» ASSIGNMENT:
Edit the article on OpenAI's share sale: rewrite the part that begins at the words "How the OpenAI" and stops after "had previously imposed.", putting "secondary sale" in place of "tender offer".

More than 600 current and former OpenAI employees collectively cashed out 6.6 billion dollars worth of shares in a single transaction in October 2025, marking one of the largest employee stock sales in the history of the technology industry, according to the Wall Street Journal.
OpenAI’s 6.6 Billion Dollar Stock Sale: How AI Is Creating a New Class of Tech Millionaires
In October 2025, OpenAI did something no technology company had done before at this scale. In a single coordinated share sale, more than 600 current and former employees offloaded stock collectively worth 6.6 billion dollars, averaging approximately 11 million dollars per person.
For around 75 of them, the transaction meant walking away with the maximum permitted amount of 30 million dollars each.
The sale offered the clearest signal yet of the extraordinary wealth being generated inside artificial intelligence companies, well before any public listing has taken place, and well before most of the world has had any opportunity to participate.
How the OpenAI Share Sale Worked
OpenAI reportedly structured the sale as a tender offer, a mechanism that has grown increasingly common among large private technology companies as they delay their public listings. Under the terms, employees were permitted to sell up to 30 million dollars worth of shares each to outside investors, triple the 10 million dollar cap the company had previously imposed.
The company had raised that cap in direct response to demand from investors, who were eager for access to one of the world’s most closely watched private companies.
OpenAI required employees to wait two years before becoming eligible to sell, meaning the October transaction was the first opportunity for many staff members who joined after the launch of ChatGPT to convert their equity into cash.
Some employees who participated chose not to keep all of the proceeds. A number of them placed their remaining shares into donor-advised funds, which are charitable investment accounts that commit money to philanthropic causes whilst also allowing donors to claim tax deductions in the same financial year, the Wall Street Journal reported.
Why This Is Unlike Any Previous Technology Boom
The scale of wealth created for rank-and-file workers at OpenAI has no direct precedent in the history of the technology industry.
During the dot-com boom of the late 1990s, hundreds of companies went public and employees technically stood to benefit. In practice, most were required to observe lock-up periods after their company’s initial public offering before they could sell, and for a significant number, the bubble burst before they ever had the chance to realise their paper wealth.

[Saved entries]
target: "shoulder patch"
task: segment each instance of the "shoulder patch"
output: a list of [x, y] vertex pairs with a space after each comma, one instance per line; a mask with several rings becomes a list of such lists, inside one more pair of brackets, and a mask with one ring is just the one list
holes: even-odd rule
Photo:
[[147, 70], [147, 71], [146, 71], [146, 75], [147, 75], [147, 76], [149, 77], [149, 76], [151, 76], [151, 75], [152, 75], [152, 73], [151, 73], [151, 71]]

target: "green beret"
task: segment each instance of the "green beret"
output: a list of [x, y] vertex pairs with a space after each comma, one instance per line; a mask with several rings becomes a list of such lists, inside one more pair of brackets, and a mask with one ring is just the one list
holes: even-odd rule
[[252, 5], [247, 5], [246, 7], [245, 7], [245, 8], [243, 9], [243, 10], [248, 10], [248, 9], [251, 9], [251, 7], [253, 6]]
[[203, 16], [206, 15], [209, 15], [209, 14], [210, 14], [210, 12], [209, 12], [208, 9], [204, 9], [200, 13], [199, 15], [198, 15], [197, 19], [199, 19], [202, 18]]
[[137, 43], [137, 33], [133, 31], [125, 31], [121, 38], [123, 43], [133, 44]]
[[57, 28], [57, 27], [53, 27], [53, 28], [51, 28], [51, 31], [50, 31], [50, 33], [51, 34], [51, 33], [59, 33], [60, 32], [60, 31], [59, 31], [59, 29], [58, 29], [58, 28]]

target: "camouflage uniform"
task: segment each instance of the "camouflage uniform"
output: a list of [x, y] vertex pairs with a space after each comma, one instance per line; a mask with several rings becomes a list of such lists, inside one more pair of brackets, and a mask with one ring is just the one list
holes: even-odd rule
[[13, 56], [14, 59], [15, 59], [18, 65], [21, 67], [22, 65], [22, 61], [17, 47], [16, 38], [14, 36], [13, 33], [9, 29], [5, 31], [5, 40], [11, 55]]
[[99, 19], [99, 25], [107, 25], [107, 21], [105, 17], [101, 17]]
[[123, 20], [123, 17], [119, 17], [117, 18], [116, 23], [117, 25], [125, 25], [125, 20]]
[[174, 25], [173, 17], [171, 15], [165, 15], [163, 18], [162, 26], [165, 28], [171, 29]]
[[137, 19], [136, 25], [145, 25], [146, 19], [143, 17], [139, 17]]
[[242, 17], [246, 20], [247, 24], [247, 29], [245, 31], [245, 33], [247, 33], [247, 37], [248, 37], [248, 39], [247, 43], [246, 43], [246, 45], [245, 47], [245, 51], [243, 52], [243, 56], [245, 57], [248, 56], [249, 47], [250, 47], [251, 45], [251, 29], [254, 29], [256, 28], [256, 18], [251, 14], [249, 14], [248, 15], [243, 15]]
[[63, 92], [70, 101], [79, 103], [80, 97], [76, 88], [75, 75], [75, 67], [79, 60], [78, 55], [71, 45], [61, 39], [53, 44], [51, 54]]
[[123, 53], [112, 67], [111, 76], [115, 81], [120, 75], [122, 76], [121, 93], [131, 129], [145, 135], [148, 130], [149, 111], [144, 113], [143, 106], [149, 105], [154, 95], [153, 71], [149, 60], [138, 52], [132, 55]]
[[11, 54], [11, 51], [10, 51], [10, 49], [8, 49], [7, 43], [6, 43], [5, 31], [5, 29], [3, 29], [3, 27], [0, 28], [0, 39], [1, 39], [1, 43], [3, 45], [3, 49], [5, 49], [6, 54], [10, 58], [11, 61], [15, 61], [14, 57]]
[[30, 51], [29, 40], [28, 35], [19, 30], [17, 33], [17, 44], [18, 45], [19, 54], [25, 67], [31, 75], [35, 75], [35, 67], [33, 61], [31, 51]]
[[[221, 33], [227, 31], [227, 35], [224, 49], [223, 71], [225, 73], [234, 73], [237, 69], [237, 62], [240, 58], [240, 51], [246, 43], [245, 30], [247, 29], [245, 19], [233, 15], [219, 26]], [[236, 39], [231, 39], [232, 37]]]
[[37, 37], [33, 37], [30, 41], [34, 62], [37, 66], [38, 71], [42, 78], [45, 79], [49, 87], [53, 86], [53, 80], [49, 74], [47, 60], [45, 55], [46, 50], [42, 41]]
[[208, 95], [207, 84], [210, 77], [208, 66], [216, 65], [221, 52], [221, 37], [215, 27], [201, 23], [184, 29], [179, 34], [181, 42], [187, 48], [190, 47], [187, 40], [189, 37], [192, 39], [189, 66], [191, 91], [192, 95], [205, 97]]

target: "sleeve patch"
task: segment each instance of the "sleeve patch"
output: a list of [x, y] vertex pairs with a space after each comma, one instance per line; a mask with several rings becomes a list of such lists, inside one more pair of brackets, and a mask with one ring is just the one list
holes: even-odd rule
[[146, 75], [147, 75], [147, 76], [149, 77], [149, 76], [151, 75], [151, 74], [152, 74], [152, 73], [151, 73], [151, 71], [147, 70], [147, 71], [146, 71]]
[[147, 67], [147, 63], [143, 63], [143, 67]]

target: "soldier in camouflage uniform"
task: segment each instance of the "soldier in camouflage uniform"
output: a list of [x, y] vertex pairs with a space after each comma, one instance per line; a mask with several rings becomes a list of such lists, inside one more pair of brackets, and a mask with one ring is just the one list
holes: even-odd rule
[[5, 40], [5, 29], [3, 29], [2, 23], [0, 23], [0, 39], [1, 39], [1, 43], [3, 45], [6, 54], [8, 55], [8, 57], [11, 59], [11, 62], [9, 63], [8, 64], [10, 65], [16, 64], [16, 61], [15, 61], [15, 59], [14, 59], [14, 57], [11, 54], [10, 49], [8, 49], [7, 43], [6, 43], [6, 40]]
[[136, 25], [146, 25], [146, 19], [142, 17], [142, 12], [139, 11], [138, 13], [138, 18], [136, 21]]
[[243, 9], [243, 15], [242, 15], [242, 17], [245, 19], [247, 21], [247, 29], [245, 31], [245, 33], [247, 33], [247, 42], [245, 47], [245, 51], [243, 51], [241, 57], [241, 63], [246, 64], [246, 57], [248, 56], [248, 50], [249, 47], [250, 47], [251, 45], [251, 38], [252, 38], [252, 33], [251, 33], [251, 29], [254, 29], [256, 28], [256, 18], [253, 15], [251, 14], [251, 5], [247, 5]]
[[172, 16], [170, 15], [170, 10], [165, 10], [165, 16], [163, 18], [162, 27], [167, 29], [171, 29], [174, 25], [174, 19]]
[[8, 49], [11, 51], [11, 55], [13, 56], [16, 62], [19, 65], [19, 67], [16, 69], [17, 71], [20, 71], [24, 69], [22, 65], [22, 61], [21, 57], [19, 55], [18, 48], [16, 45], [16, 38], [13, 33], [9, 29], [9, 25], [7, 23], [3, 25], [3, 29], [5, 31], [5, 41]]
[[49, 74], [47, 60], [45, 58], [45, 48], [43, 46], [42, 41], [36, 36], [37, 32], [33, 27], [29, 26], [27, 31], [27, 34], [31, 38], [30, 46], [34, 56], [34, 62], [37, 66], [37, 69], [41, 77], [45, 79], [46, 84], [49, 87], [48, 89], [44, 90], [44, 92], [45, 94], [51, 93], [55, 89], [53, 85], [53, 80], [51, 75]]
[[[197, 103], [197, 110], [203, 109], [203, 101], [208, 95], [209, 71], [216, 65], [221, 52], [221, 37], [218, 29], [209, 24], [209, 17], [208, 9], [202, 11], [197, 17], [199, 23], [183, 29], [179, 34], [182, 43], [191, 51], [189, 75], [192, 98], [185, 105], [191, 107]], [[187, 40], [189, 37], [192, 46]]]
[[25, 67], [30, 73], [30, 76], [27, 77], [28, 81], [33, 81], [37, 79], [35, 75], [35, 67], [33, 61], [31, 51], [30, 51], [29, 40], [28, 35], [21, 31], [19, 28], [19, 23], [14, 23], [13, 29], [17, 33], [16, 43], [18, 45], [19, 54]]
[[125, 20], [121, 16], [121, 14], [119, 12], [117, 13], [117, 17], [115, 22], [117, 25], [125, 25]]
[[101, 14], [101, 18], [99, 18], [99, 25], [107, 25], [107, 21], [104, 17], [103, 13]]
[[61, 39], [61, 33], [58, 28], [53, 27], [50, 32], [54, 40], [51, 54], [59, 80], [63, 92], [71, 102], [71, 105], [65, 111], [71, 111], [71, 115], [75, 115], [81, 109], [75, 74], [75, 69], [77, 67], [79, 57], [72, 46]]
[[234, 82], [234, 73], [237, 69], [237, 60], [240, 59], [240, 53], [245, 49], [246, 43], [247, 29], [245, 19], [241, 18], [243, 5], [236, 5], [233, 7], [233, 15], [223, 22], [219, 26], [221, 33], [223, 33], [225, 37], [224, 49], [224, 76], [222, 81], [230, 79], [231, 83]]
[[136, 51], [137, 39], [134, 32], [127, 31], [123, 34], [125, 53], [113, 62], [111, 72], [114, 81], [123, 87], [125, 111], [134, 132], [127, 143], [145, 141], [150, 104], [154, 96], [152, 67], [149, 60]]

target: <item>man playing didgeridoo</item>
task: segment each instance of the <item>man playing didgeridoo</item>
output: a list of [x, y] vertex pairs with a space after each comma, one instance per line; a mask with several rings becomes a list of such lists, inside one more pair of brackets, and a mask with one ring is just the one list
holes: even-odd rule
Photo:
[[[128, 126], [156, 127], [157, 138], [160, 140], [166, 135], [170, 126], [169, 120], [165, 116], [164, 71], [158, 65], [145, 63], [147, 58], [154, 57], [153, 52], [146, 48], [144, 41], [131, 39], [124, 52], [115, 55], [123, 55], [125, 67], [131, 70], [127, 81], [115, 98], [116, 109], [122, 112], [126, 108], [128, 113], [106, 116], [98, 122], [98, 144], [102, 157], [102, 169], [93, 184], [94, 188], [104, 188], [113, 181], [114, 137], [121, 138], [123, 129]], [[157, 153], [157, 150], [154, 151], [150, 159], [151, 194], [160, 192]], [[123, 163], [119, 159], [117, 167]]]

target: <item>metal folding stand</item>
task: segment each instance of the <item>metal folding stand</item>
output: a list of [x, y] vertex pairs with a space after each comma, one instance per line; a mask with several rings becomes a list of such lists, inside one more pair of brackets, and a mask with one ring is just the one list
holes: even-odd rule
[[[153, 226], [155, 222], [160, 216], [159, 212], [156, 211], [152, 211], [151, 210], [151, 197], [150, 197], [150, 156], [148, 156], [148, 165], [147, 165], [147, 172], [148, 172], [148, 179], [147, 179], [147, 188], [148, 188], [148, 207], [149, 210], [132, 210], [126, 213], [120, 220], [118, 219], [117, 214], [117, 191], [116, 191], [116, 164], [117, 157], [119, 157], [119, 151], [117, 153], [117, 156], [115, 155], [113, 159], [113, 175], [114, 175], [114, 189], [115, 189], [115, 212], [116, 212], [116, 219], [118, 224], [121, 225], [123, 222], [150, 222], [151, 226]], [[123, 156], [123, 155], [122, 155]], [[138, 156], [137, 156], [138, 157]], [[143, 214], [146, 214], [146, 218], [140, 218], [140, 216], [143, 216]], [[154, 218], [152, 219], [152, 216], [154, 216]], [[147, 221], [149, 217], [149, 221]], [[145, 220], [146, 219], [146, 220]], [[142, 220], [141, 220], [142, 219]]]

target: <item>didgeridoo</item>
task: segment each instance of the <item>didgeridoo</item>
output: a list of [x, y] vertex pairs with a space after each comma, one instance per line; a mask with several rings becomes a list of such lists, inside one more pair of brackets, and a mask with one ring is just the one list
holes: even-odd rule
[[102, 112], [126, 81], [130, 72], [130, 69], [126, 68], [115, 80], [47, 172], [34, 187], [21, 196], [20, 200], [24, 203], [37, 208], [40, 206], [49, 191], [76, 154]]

* * *

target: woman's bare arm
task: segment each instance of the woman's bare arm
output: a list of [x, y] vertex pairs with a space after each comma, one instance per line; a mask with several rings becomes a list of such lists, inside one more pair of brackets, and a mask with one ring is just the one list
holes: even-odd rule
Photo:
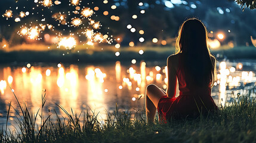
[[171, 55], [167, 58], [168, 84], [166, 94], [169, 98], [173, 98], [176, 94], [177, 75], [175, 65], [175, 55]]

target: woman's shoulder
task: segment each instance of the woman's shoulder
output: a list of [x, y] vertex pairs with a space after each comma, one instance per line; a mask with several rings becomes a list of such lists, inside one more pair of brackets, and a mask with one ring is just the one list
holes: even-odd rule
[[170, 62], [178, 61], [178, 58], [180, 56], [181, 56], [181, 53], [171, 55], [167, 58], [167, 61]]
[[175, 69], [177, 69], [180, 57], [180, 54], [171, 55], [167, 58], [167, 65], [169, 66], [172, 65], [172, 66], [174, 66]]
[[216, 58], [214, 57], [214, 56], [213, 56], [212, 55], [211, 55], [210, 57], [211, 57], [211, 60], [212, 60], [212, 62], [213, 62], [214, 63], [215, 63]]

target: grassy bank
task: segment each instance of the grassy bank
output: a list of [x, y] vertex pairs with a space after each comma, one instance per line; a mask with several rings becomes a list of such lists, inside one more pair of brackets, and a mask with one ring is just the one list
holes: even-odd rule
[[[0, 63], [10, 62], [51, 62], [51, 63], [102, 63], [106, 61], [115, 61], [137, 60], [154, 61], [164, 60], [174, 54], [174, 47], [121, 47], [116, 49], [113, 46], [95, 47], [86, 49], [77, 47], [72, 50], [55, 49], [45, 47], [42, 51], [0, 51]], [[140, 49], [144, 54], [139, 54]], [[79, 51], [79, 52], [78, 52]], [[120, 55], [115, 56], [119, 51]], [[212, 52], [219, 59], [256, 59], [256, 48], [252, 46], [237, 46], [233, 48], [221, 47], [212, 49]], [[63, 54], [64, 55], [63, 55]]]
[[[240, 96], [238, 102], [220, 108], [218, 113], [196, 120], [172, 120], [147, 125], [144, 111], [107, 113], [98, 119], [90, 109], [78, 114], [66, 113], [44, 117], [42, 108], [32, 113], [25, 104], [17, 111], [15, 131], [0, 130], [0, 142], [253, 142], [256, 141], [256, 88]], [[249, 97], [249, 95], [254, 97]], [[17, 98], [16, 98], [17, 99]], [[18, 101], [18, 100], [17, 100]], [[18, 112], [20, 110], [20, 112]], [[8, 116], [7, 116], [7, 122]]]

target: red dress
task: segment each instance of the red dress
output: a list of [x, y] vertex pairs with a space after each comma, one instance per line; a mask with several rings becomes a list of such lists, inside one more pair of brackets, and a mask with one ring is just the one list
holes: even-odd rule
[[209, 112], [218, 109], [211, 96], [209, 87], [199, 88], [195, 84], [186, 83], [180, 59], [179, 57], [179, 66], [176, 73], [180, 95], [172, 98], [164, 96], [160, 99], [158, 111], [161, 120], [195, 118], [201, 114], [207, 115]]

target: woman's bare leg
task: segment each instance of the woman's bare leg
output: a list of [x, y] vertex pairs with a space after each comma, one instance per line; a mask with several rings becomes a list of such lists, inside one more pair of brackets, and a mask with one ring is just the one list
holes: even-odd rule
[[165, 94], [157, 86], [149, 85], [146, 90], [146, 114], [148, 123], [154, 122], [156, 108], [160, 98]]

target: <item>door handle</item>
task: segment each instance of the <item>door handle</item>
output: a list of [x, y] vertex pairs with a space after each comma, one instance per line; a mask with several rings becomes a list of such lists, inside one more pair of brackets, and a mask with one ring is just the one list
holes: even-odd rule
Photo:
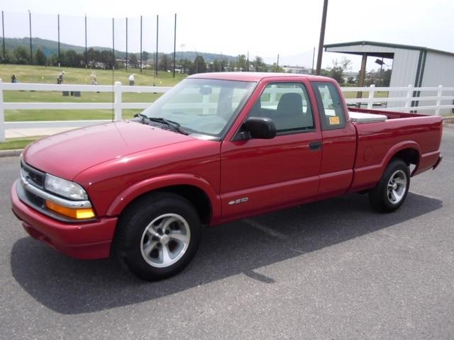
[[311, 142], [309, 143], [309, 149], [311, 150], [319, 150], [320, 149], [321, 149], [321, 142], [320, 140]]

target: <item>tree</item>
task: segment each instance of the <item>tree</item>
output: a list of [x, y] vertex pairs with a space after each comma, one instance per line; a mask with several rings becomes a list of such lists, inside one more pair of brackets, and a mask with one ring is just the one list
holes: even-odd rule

...

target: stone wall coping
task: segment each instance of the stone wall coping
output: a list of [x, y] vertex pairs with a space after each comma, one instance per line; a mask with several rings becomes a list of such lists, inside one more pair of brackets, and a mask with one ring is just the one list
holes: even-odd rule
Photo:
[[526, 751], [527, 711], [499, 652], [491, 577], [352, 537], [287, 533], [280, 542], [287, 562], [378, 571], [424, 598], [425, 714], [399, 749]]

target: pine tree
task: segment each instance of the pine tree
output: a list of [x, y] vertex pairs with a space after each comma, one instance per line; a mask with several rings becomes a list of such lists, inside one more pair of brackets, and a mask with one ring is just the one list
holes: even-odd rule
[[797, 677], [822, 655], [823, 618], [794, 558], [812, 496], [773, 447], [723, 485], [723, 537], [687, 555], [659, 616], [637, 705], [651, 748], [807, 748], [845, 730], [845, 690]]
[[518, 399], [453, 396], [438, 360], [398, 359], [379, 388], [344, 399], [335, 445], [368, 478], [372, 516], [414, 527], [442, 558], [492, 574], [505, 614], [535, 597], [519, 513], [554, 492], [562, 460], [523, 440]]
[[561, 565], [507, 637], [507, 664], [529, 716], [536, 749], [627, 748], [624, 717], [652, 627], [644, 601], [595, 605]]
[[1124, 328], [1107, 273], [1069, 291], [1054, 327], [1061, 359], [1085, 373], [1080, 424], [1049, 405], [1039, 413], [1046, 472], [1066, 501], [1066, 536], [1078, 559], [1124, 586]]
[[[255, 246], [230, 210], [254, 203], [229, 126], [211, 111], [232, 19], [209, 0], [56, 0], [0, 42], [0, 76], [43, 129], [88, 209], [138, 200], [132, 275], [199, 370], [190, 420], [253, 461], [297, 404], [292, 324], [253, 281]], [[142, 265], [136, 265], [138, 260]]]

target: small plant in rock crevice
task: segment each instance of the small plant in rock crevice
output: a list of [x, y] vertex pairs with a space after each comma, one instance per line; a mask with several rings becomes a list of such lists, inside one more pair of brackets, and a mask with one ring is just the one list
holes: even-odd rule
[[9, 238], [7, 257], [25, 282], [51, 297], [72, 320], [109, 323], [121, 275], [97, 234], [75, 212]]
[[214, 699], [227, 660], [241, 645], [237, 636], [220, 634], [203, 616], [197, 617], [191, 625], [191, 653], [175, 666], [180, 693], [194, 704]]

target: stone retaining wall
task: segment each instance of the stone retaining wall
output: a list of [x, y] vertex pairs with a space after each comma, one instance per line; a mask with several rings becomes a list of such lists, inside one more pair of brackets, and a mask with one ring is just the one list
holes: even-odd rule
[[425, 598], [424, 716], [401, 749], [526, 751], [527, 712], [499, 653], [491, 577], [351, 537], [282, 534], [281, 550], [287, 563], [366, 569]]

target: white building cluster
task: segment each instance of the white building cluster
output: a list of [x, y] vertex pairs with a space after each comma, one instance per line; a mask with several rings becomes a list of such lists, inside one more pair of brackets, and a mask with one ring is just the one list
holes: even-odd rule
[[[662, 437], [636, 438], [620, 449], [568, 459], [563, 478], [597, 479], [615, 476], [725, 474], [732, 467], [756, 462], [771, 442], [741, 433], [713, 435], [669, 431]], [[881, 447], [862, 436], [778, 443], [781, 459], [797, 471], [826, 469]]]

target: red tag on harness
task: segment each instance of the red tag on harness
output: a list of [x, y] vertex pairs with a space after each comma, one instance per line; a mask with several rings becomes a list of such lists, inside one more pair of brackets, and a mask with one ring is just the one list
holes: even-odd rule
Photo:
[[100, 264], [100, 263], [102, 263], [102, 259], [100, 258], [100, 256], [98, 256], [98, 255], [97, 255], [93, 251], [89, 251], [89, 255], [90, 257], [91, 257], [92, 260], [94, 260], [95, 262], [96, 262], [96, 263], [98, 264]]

» ANSWER SPACE:
How the OpenAI Share Sale Worked
OpenAI reportedly structured the sale as a secondary sale, a mechanism that has grown increasingly common among large private technology companies as they delay their public listings. Under the terms, employees were permitted to sell up to 30 million dollars worth of shares each to outside investors, triple the 10 million dollar cap the company had previously imposed.